** TEXTAUSZUG **
Der Antwort auf diese Frage können wir näher kommen, wenn wir einen weiteren Punkt in unsere Überlegung miteinbeziehen: Optionsscheine wie auch Zertifikate werden hauptsächlich von Banken herausgegeben. Für jeden verkauften Optionsschein/Zertifikat bekommen die Banken also ein kleines Sümmchen an Provision. Alle weiteren Überlegungen hierzu möchte ich nun den Gedanken des Lesers überlassen. 😉

Tipps für den privaten Anleger

Die Argumentation des Kleinanleger Schutzes konnte man noch zu Teilen nachvollziehen. Mit der Ausnahme von Optionsscheinen und Zertifikaten aus der Derivate Steuer, hat sich das BFM allderings ins eigene Bein geschnitten. Das Konstrukt der Derivate Steuer ist juristisch fragwürdig und widerspricht der Rechtsprechung des Bundesfinanzhofs. Dieser hat bereits für Aktien beschlossen, dass es für die steuerliche Verrechnung von Totalverlusten keine Begrenzung geben darf, (Az.: VIII R 34/16) sowie, dass es keinen separaten Aktienverrechnungstopf geben darf (Az.: VIII R 11/18). So hat der BFH vor kurzem auch ein Schreiben veröffentlicht, wonach die neue Rechtsprechung verfassungswidrig sein könnte. Es bleibt zu hoffen, dass die Entscheidung über den Verhalt mit Aktien das Grundlagenurteil bildet und auch so auf Termingeschäften Anwendung findet. Der DSW rät Anlegern in ihrer Steuererklärung die Verluste trotzdem nach der alten Regelung zu verrechnen und gegen einen ablehnenden Steuerbescheid Einspruch einzulegen bis juristische Klarheit besteht. Nur so können private Anleger von einer zukünftigen Rechtsprechung des BFH profitieren. Auch ich handhabe das zukünftig so.

** DATENZEILEN **
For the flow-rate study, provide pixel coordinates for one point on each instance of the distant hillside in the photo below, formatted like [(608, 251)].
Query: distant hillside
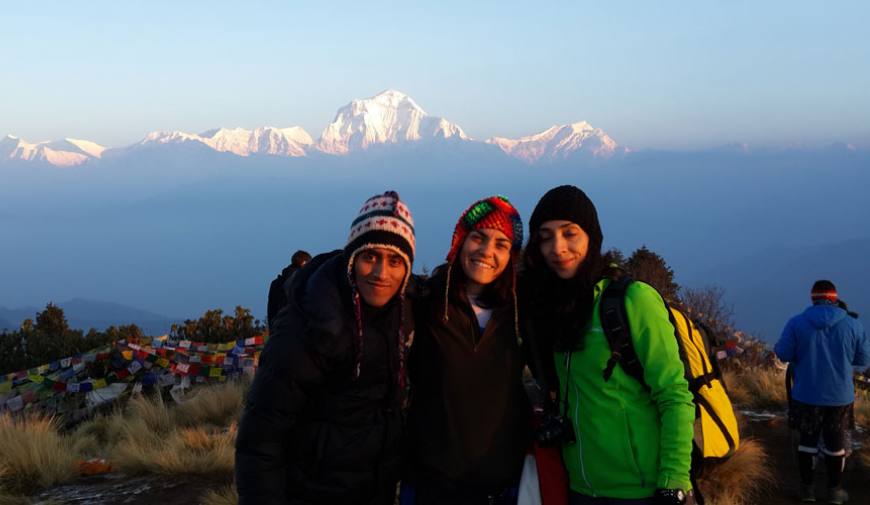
[(768, 288), (85, 314)]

** SCHRIFTLICHE AUFGABE **
Setzen Sie den Textauszug zur Derivatesteuer auf Termingeschäfte im Anschluss an seinen letzten Satz fort.

** LÖSUNG **
4 Antworten auf „Aktuelles zur Derivate Steuer“

Hallo, tolle Website habt Ihr hier! Macht weiter so! Ihr tradet also auch weiter privat? Dachte schon ich bin der einzige 🙂 Aber besteht für uns nicht die Gefahr, dass das Gesetz erst in vielen Jahren gekippt wird? Wenn da irgendwas schief geht, haben wir sehr hohe Steuerschulden. VG, Tom

Hallo Tom,

dankeschön :). Nicht ganz, ich handle privat bis zur 20k grenze und dann weiter in der GmbH. Ich komme aber sehr leicht über die 20k drüber, so war das auch 2021 da bin ich auch ca. 7k drüber geschossen. Ich werde meine Steuererklärung aber ganz normal, nach dem alten Prinzip einreichen. Sollte es seitens FA was zu beanstanden geben, dann lege ich einen Widerspruch ein bis das ganze endgültig geklärt ist, so wie es der DSW empfiehlt. Wenn das ganze Thema doch zum Nachteil von uns Trader ausgeht muss man hier irgendwann die Steuer nachzahlen eingschl. Zinsen (Nicht die üblichen 4% sondern Leitzinsangepassten ;)). Solange behalte ich mein Geld, einschl. theoretischer Steuer und Handle damit.  Von mir aus kann die Klärung dann auf sich warten, ich nutze derweilen den Zinseszins ;P.

Für die Trading Community, hoffe ich allerdings das der Missstand bald beseitigt ist.

Viele Grüße

Stefan

Hallo Stefan,

danke für deinen Artikel.
Jetzt noch eine Frage von mir als Laien. Wenn meine Frau und ich beide das Depot halten und Traden, bleibt die Verlustverrechnung bei 20.000€ oder kann man 40.000€ geltend machen?

Schöne Grüße
Andreas

Hallo Andreas,

vielen Dank für dein Kommentar.

Das weiß ich leider nicht genau. Normalerweise sollte es aus meinem logischen Verständnis heraus so sein. Am besten frägst du dazu aber nochmal bei deinem Steuerberater nach.